As outlined in a previous blogpost, Sen (1960) teaches us that we can avoid the pain of variance estimation in two steps: (1) TRANSFORM observed responses X_{1i} and X_{0j} into structural components. Structural components are constructed as the within-subject mean of the (N-N_i) corresponding kernel values or “scores,” converge in probability to the quantities \phi_{10}(X_{1i}) and \phi_{01}(X_{0j}), and are approximately uncorrelated in large samples; (2) ESTIMATE the sample variance of the structural components to obtain \widehat{\text{Var}}(U).

Sen, P. K. (1960). On Some Convergence Properties of U-Statistics. Calcutta Statistical Association Bulletin, 10(1-2), 1–18. doi:10.1177/0008068319600101

In the following sections, I demonstrate how to apply these results to obtain practical variance estimators for the win probability, net benefit, and win odds. Then, I generate data and demonstrate their application.

----------

Continue the passage above on variance estimation with structural components, starting right after its final sentence.

#### [Raw records]
----------

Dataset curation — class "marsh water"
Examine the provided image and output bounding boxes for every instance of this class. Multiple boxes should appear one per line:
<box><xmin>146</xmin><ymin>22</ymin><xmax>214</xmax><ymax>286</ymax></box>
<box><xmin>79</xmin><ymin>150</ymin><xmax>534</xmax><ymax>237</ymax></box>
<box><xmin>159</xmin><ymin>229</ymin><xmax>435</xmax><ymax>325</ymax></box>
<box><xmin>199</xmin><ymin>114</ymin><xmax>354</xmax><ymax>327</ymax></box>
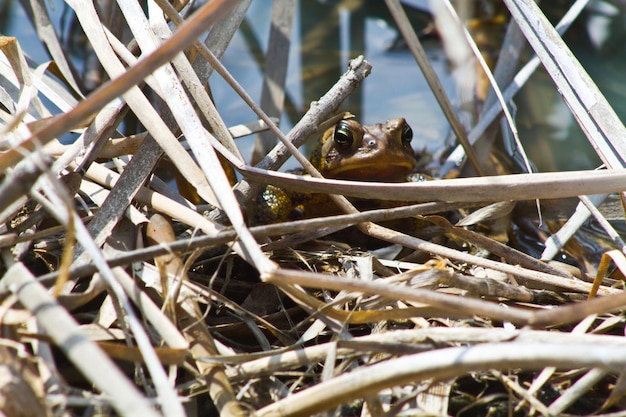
<box><xmin>0</xmin><ymin>0</ymin><xmax>626</xmax><ymax>171</ymax></box>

----------

#### [The result]
Win probability and win odds

For the win probability, the i^{th} treated structural component corresponding to observed response X_{1i} is defined as,

(13)   \begin{equation*} W_{1i} = \frac{1}{N_0} \sum_{j=1}^{N_0} \phi_{\theta}(X_{1i}, X_{0j}) = \frac{1}{N_0} \sum_{j=1}^{N_0} \pmb{1}(X_{1j} > X_{0j}) + 0.5 ~\pmb{1}(X_{1j} = X_{0j}). \end{equation*}

or the mean of the N_0 scores resulting from pairwise comparison of X_{1i}. Again, W_{1i} approximates \phi_{10}(X_{1i}), or the expected value of the kernel conditional on X_{1i}. Similarly, the j^{th} control structural component corresponding to observed response X_{0j} is defined as,

(14)   \begin{equation*} W_{0j} = \frac{1}{N_1} \sum_{i=1}^{N_1} \phi_{\theta}(X_{1i}, X_{0j}) \end{equation*}

which approximates \phi_{01}(X_{0j}), or the expected value of the kernel conditional on X_{0j}.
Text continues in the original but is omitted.